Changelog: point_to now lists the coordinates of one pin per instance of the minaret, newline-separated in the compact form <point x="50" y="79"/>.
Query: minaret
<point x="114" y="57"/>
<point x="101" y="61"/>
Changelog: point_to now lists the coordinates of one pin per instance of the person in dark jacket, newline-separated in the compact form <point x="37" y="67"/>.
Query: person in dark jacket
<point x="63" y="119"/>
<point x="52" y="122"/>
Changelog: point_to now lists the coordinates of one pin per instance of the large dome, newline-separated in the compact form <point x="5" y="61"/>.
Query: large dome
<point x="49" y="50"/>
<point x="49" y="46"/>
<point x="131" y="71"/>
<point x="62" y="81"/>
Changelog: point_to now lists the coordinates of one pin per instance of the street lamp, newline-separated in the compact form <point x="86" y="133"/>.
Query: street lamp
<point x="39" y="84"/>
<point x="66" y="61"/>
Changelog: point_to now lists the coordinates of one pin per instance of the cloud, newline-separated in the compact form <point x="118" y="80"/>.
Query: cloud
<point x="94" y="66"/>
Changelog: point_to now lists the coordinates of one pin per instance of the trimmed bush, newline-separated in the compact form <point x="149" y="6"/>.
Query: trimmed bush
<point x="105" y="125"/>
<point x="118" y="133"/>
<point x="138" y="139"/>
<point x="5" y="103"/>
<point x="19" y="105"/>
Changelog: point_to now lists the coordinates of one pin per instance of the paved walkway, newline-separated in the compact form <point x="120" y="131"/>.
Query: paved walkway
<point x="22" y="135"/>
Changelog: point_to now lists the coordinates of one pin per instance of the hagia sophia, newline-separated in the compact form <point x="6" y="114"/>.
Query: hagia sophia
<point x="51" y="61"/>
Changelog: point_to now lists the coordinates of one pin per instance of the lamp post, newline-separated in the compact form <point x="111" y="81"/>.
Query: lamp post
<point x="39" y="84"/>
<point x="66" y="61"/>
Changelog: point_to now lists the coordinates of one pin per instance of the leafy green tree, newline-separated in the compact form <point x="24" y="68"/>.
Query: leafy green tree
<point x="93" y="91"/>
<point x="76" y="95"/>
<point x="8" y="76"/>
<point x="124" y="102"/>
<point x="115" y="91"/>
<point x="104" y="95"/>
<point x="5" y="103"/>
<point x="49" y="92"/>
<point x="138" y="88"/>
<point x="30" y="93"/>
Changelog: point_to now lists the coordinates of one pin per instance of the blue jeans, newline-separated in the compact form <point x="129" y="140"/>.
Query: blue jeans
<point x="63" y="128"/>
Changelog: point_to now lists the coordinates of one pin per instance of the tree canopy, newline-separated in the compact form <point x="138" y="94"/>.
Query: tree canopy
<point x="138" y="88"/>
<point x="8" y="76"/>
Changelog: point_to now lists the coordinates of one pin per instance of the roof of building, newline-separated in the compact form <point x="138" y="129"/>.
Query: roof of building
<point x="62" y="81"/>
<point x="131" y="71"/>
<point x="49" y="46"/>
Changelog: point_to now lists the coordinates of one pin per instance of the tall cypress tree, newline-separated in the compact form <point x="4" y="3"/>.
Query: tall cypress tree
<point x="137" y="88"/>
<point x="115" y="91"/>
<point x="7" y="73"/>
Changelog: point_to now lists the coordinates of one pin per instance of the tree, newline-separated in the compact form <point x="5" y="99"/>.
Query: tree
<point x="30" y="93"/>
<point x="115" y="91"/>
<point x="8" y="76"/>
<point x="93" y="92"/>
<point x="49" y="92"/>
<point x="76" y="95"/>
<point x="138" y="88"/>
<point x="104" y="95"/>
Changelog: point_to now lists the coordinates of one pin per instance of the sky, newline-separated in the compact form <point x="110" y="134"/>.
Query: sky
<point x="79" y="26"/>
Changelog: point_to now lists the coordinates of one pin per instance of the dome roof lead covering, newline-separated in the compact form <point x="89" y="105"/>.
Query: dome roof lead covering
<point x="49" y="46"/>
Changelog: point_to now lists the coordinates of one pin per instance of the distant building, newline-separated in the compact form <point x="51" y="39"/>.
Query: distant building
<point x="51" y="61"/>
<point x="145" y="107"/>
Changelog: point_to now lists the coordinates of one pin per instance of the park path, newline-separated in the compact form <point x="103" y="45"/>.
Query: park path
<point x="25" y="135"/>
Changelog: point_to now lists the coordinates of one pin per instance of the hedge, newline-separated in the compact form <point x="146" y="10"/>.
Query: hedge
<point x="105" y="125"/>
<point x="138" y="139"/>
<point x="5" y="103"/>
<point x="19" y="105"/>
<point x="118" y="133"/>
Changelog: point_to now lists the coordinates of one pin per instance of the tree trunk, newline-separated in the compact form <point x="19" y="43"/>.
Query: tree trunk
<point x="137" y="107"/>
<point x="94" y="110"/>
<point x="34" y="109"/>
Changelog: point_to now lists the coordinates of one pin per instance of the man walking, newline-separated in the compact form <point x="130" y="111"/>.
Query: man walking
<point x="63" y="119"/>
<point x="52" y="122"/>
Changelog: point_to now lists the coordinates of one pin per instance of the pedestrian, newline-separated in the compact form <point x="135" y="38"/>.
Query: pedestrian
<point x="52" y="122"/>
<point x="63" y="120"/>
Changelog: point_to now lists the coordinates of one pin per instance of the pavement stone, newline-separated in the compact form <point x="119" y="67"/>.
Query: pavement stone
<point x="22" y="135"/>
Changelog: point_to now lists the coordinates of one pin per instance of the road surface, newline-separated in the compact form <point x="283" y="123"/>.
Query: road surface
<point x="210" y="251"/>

+ + + + + + +

• EXERCISE GOAL:
Give back exactly what runs from the first line of the listing above to the line that contains "of the person", keeping both end lines.

• SOLUTION:
Changelog: point_to now lists the coordinates of one pin per instance of the minaret, newline-separated in the compact form <point x="50" y="79"/>.
Query: minaret
<point x="114" y="57"/>
<point x="101" y="61"/>
Changelog: point_to now lists the coordinates of one pin per instance of the person in dark jacket, newline-separated in the compact form <point x="37" y="67"/>.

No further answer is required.